- **Required work**:
Please reproduce the passage of the Hoare partition exercise from "The next three" to "the subarray \(A[p..r]\).", word for word.

- **Document extract**:
+---+
The next three questions ask you to give a careful argument that the procedure \(\text{HOARE-PARTITION}\) is correct. Assuming that the subarray \(A[p..r]\) contains at least two elements, prove the following:

b. The indices \(i\) and \(j\) are such that we never access an element of \(A\) outside the subarray \(A[p..r]\).

c. When \(\text{HOARE-PARTITION}\) terminates, it returns a value \(j\) such that \(p \le j < r\).

d. Every element of \(A[p..j]\) is less than or equal to every element of \(A[j + 1..r]\) when \(\text{HOARE-PARTITION}\) terminates.
+---+
- **Data provided**:
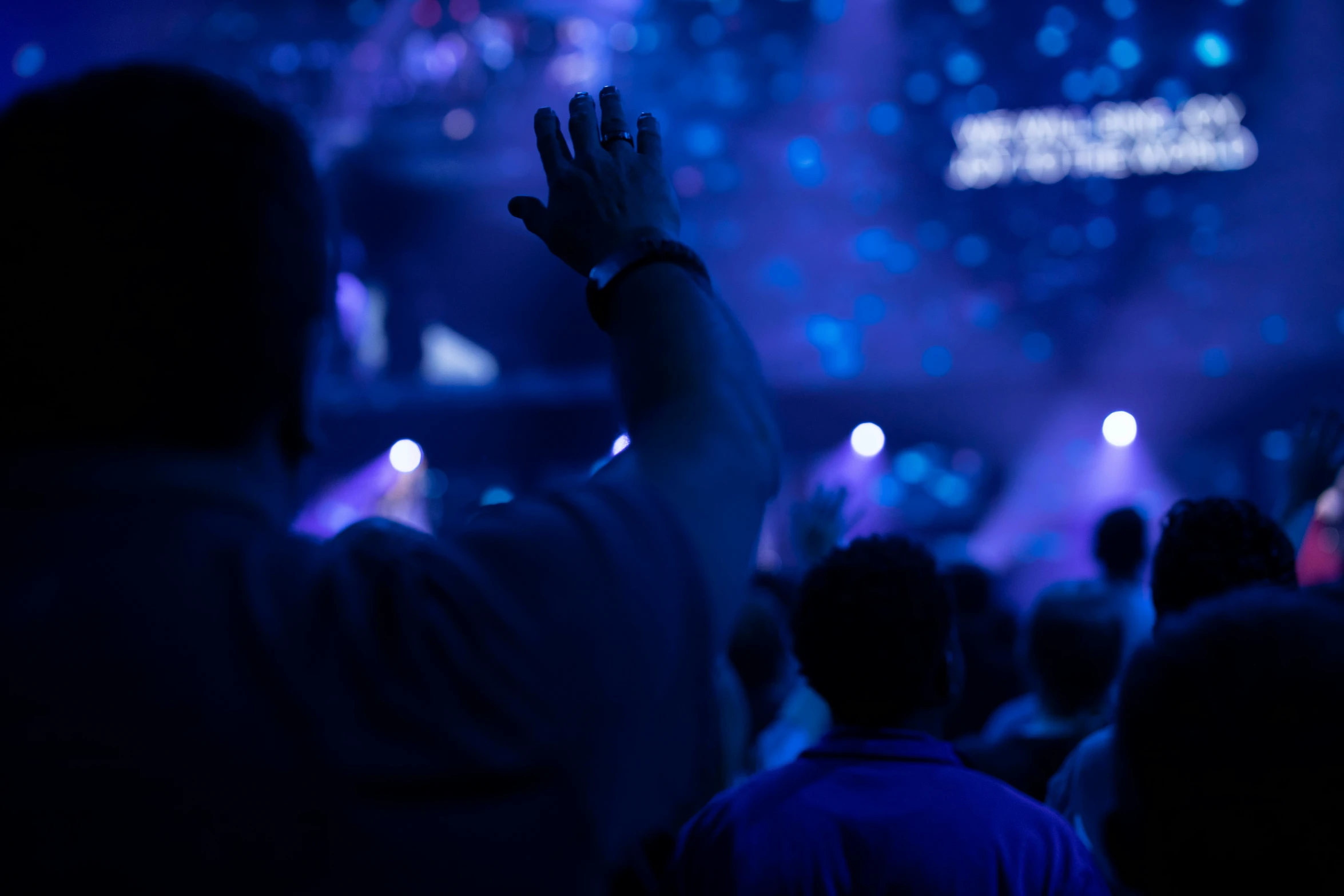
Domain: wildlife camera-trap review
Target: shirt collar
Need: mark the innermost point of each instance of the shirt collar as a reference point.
(894, 744)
+---+
- **Final answer**:
The next three questions ask you to give a careful argument that the procedure \(\text{HOARE-PARTITION}\) is correct. Assuming that the subarray \(A[p..r]\) contains at least two elements, prove the following:

b. The indices \(i\) and \(j\) are such that we never access an element of \(A\) outside the subarray \(A[p..r]\).